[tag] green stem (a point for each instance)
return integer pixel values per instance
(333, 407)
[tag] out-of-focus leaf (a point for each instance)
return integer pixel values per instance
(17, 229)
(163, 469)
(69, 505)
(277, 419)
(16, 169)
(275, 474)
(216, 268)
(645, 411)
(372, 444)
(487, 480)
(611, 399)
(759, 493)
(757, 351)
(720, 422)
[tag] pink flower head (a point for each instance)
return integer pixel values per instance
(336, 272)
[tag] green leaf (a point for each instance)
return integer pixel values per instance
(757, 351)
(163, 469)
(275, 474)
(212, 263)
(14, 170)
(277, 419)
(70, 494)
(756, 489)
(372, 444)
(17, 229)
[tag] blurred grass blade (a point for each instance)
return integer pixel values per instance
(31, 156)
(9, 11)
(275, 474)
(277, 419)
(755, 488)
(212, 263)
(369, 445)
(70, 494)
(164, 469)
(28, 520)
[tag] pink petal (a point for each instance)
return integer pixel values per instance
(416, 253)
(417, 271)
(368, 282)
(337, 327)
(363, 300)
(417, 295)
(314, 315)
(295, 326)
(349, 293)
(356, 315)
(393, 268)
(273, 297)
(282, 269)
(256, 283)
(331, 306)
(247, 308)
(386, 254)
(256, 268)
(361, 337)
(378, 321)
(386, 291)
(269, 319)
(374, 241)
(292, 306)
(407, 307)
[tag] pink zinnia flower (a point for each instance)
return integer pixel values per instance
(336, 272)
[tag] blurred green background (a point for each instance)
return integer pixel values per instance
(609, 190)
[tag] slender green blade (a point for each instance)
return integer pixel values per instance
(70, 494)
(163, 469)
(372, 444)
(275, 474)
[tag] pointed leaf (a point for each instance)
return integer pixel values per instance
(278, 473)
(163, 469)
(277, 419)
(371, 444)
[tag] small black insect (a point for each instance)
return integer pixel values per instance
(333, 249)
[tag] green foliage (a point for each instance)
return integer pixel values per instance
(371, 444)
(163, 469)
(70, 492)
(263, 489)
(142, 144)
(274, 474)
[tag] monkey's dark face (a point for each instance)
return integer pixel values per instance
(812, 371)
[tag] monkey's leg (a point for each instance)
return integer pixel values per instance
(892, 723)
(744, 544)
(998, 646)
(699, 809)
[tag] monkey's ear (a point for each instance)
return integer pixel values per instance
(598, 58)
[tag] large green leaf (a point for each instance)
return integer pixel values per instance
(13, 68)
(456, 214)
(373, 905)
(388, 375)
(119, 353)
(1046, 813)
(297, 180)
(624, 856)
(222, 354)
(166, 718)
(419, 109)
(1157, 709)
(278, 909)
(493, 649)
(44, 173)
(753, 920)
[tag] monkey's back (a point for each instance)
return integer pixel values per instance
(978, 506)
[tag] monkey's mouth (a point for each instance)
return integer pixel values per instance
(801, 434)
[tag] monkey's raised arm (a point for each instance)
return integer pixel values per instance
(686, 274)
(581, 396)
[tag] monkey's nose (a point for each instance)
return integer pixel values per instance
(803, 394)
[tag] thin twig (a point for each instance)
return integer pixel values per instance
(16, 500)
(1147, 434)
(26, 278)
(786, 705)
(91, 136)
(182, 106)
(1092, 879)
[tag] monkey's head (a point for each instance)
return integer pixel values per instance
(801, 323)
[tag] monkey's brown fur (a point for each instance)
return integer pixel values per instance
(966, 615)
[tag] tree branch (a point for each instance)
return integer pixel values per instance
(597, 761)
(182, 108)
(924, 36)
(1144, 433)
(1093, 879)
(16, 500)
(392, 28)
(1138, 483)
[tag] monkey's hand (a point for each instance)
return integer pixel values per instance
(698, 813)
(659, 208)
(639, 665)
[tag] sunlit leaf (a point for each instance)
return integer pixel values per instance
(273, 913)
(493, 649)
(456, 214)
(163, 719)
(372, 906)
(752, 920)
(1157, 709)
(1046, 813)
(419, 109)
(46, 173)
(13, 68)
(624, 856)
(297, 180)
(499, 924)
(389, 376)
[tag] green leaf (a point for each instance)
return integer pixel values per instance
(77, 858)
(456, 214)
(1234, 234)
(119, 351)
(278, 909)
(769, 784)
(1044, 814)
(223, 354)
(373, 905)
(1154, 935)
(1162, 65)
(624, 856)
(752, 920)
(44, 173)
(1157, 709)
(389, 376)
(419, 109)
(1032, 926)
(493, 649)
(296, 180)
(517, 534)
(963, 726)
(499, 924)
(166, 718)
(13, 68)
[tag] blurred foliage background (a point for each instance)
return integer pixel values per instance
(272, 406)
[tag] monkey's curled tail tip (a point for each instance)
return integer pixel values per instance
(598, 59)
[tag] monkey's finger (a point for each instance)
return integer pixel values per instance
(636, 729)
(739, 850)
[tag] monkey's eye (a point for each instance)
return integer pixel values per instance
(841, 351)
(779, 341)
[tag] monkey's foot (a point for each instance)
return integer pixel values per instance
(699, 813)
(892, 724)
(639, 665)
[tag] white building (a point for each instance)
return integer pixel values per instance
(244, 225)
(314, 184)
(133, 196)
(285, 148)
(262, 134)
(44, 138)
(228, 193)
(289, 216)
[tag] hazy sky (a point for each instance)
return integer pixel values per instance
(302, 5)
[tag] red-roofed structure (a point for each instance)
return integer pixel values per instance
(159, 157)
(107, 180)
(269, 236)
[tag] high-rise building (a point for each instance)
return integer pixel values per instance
----------
_Exercise prompt_
Format the data above as a JSON list of strings, with one string for each line and blank lines omitted.

_Output for this exercise_
[
  "[tag] green stem (a point for each instance)",
  "return integer pixel values per instance",
  "(333, 407)",
  "[tag] out-of-focus leaf (a point for each instance)",
  "return integer pixel values per instance",
  "(17, 229)",
  "(163, 469)",
  "(69, 505)",
  "(277, 419)",
  "(16, 169)",
  "(275, 474)",
  "(216, 268)",
  "(645, 411)",
  "(372, 444)",
  "(487, 480)",
  "(611, 399)",
  "(759, 493)",
  "(757, 351)",
  "(720, 422)",
  "[tag] pink flower head (a point for each instance)",
  "return integer pixel values per instance",
  "(336, 272)",
  "[tag] green leaf (a point for each instance)",
  "return integer pixel values per instance",
  "(757, 351)",
  "(163, 469)",
  "(275, 474)",
  "(212, 263)",
  "(14, 170)",
  "(277, 419)",
  "(70, 494)",
  "(756, 489)",
  "(372, 444)",
  "(17, 229)",
  "[tag] blurred grass blade (a point for each instance)",
  "return integer pixel values per instance",
  "(31, 156)",
  "(9, 11)",
  "(275, 474)",
  "(277, 419)",
  "(755, 488)",
  "(212, 263)",
  "(369, 445)",
  "(70, 494)",
  "(164, 469)",
  "(28, 520)",
  "[tag] pink petal (a point for each instance)",
  "return integer pixel values per instance",
  "(416, 253)",
  "(417, 271)",
  "(368, 282)",
  "(337, 327)",
  "(363, 300)",
  "(417, 295)",
  "(314, 315)",
  "(295, 326)",
  "(349, 293)",
  "(356, 315)",
  "(393, 268)",
  "(273, 297)",
  "(282, 269)",
  "(256, 283)",
  "(331, 306)",
  "(247, 308)",
  "(386, 254)",
  "(256, 268)",
  "(361, 337)",
  "(378, 321)",
  "(386, 291)",
  "(269, 319)",
  "(374, 241)",
  "(292, 306)",
  "(407, 307)",
  "[tag] pink zinnia flower (a point for each instance)",
  "return integer pixel values per instance",
  "(336, 272)",
  "[tag] blurred green background (a point for each instance)",
  "return integer pixel values per instance",
  "(609, 190)",
  "[tag] slender green blade (a point for each instance)",
  "return integer pixel values per instance",
  "(70, 494)",
  "(163, 469)",
  "(372, 444)",
  "(275, 474)",
  "[tag] pointed leaf (a point for each instance)",
  "return integer pixel values per instance",
  "(278, 473)",
  "(163, 469)",
  "(277, 419)",
  "(371, 444)",
  "[tag] small black insect (a point for each instance)",
  "return integer pixel values per instance",
  "(333, 249)",
  "[tag] green foliage (a point for each instance)",
  "return integer pixel values per instance",
  "(371, 444)",
  "(163, 469)",
  "(70, 492)",
  "(263, 489)",
  "(142, 144)",
  "(274, 474)",
  "[tag] monkey's dark face (a point for each instance)",
  "return integer pixel values per instance",
  "(812, 371)",
  "[tag] monkey's leg (a point for each instance)",
  "return integer pixel values per instance",
  "(892, 723)",
  "(744, 544)",
  "(998, 646)",
  "(699, 809)",
  "[tag] monkey's ear (a point for each instance)",
  "return integer pixel values per instance",
  "(598, 58)",
  "[tag] large green leaf (a point for each instance)",
  "return integer pixel values per instance",
  "(13, 68)",
  "(456, 214)",
  "(373, 905)",
  "(388, 375)",
  "(119, 353)",
  "(1046, 813)",
  "(297, 180)",
  "(624, 856)",
  "(222, 354)",
  "(166, 718)",
  "(419, 109)",
  "(1157, 709)",
  "(278, 909)",
  "(493, 649)",
  "(44, 173)",
  "(753, 920)",
  "[tag] monkey's back (a point for each instance)",
  "return integer pixel values per instance",
  "(978, 506)",
  "[tag] monkey's mouth (a point for each instance)",
  "return integer pixel values per instance",
  "(801, 434)",
  "[tag] monkey's raised arm (a point for each instance)",
  "return integer pixel values per instance",
  "(686, 274)",
  "(581, 396)",
  "[tag] monkey's nose (a point for each instance)",
  "return integer pixel values per instance",
  "(803, 394)",
  "[tag] thin twig (a point for each instance)",
  "return integer pixel values per instance",
  "(16, 500)",
  "(1147, 434)",
  "(26, 278)",
  "(786, 705)",
  "(91, 136)",
  "(182, 106)",
  "(1092, 879)",
  "[tag] monkey's head (a point for each instance)",
  "return integer pixel values per instance",
  "(801, 323)",
  "[tag] monkey's brown fur (a point for each instance)",
  "return integer pixel values per instance",
  "(966, 615)",
  "[tag] tree branch (a point for each instance)",
  "return integer pixel values per instance",
  "(597, 761)",
  "(182, 108)",
  "(924, 36)",
  "(1144, 433)",
  "(1093, 879)",
  "(16, 500)",
  "(392, 28)",
  "(1138, 483)",
  "[tag] monkey's hand (a point for each instance)",
  "return integer pixel values per instance",
  "(698, 813)",
  "(659, 208)",
  "(639, 665)",
  "[tag] sunlit leaf (a point for each instance)",
  "return integer pixel values per instance",
  "(273, 913)",
  "(493, 649)",
  "(456, 214)",
  "(163, 719)",
  "(372, 906)",
  "(752, 920)",
  "(1157, 709)",
  "(1046, 813)",
  "(419, 109)",
  "(46, 173)",
  "(13, 68)",
  "(624, 856)",
  "(297, 180)",
  "(499, 924)",
  "(389, 376)",
  "[tag] green leaf (a point for each instance)",
  "return integer pixel values per instance",
  "(77, 858)",
  "(456, 214)",
  "(1234, 234)",
  "(119, 351)",
  "(278, 909)",
  "(769, 784)",
  "(1044, 814)",
  "(223, 354)",
  "(373, 905)",
  "(1154, 935)",
  "(1162, 65)",
  "(624, 856)",
  "(752, 920)",
  "(44, 173)",
  "(1157, 709)",
  "(389, 376)",
  "(419, 109)",
  "(1032, 926)",
  "(493, 649)",
  "(296, 180)",
  "(517, 534)",
  "(963, 726)",
  "(499, 924)",
  "(166, 718)",
  "(13, 68)",
  "[tag] blurred foliage background (a point for each instance)",
  "return integer pixel values per instance",
  "(272, 406)",
  "[tag] monkey's curled tail tip (a point for each instance)",
  "return integer pixel values per instance",
  "(598, 59)",
  "[tag] monkey's finger (a point for each instance)",
  "return integer pixel values per instance",
  "(636, 729)",
  "(739, 850)",
  "[tag] monkey's eye (a point for each instance)",
  "return integer pixel values per instance",
  "(841, 351)",
  "(779, 341)",
  "[tag] monkey's foot (a point for each instance)",
  "return integer pixel values per instance",
  "(699, 813)",
  "(892, 724)",
  "(639, 665)",
  "[tag] white building (a point for each instance)",
  "return integer pixel values per instance",
  "(244, 225)",
  "(314, 184)",
  "(133, 196)",
  "(285, 148)",
  "(262, 134)",
  "(44, 138)",
  "(228, 193)",
  "(289, 216)",
  "[tag] hazy sky (a point for each instance)",
  "return integer pixel values per instance",
  "(302, 5)",
  "[tag] red-roofed structure (a point for each instance)",
  "return integer pixel values per instance",
  "(159, 157)",
  "(107, 180)",
  "(269, 236)",
  "[tag] high-rise building (a point for each instance)",
  "return integer pixel values per instance"
]